Sayfa>
━━━━━━━━━━━━━━━━
Zaman çok çabuk geçmiş ve nişanlanmıştım, düğüne ise sadece bir kaç ay kalmıştı..Evde telaşlı hazırlıklar..teyzemler gelmiş harıl harıl o hiç kullanmayacağım çeğizleri tamamlamaya çalışıp eksik kalan alışverişlerle uğraşıyorlar..En çok kırmızı tüylü rugan ve topuklu terliğe şaşırmıştım..o gecelikleride görünce '' yuh artık ....'' demiştim de fantazileri tavan yapmış üç kadının hışmına uğramıştım.Sabah bir telaş ve tanımadığım adam sesleriyle uyandım..duvar kağıdı yapıyorlar..kendimi hemen dışarı attım..
Uzaktan bir baska güzel görünüyordu evimiz..,kısa merdivenlerle bahçe içinde dolana dolana çıkılan geniş bir balkondan girilirdi iki katlı evimize..mahallenin girişinde hayran bırakan o mis gibi gül ve türlü çiçek kokusu..balkonda oturup adalara karşı içilen çay yada kahvenin huzurunu bulamadım hiç bir mekanda...Eyvah dedim içimden, bahçenin ortasında kocaman bir tenekenin içinde tüten dumanı görünce..teyzem yine evde yakacak birşeyler bulmuş ve yine annemin haberi olmadan yakıyor..Annem atamazdı hiç bir anısını..ona çekmişim bende..
━━━━━━━━━━━━━━━━
Sağlanan Bilgiler>
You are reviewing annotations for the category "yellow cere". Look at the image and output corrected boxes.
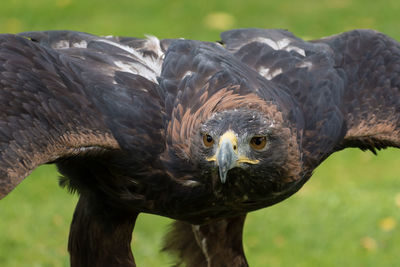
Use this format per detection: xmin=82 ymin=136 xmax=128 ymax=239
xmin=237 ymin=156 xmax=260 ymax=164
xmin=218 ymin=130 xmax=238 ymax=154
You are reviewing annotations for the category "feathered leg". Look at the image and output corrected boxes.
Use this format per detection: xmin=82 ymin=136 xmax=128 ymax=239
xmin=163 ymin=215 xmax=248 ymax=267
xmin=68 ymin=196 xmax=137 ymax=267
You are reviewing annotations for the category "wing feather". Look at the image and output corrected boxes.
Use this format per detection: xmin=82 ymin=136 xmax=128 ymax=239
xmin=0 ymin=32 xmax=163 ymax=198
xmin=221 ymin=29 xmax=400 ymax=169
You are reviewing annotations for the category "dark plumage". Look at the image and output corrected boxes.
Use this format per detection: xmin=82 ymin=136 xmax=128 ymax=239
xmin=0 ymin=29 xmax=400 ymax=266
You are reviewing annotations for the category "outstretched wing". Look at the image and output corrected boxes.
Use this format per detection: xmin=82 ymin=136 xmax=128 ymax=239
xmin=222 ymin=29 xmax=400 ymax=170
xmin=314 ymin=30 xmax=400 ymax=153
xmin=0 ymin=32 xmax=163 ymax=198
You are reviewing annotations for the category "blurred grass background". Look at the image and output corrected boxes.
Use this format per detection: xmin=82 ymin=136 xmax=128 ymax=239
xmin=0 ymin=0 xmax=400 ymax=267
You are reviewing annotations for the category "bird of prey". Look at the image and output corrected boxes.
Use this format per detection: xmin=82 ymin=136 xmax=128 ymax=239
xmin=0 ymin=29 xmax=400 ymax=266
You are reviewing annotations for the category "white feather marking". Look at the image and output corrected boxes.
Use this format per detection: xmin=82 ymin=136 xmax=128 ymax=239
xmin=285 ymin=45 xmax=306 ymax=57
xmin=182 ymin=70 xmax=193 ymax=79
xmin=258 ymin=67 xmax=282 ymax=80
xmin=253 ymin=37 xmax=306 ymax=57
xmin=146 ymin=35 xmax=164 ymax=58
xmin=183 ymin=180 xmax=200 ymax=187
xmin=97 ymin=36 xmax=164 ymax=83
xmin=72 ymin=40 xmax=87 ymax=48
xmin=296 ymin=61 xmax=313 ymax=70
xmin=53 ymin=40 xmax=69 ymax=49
━━━━━━━━━━━━━━━━
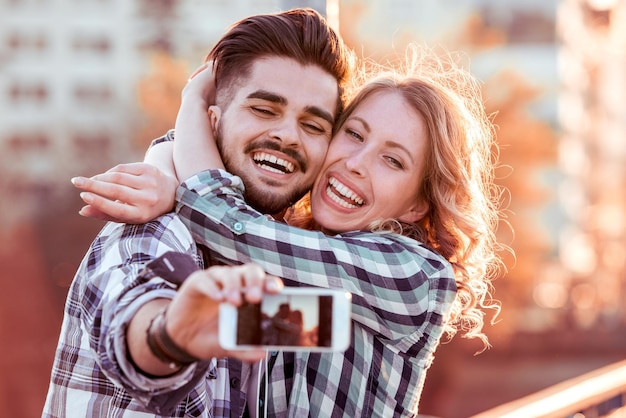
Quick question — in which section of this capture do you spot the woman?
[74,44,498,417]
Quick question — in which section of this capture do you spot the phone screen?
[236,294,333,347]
━━━━━━━━━━━━━━━━
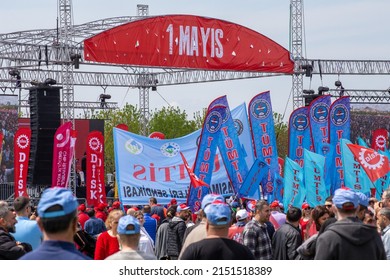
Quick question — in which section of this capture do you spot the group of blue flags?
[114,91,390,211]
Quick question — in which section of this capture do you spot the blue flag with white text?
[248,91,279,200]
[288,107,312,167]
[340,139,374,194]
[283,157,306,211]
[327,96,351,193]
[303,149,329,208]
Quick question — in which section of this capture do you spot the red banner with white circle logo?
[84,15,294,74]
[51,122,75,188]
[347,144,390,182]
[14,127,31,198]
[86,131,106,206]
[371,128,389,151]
━━━━━━━━━━━━━━━━
İstenen Görev> Sayfaya göre anlatıcı sabah telaş ve tanımadığı adam sesleriyle uyandığında evde hangi iş yapılıyordu?

Çözülmüş Soru> Evde duvar kağıdı yapılıyordu.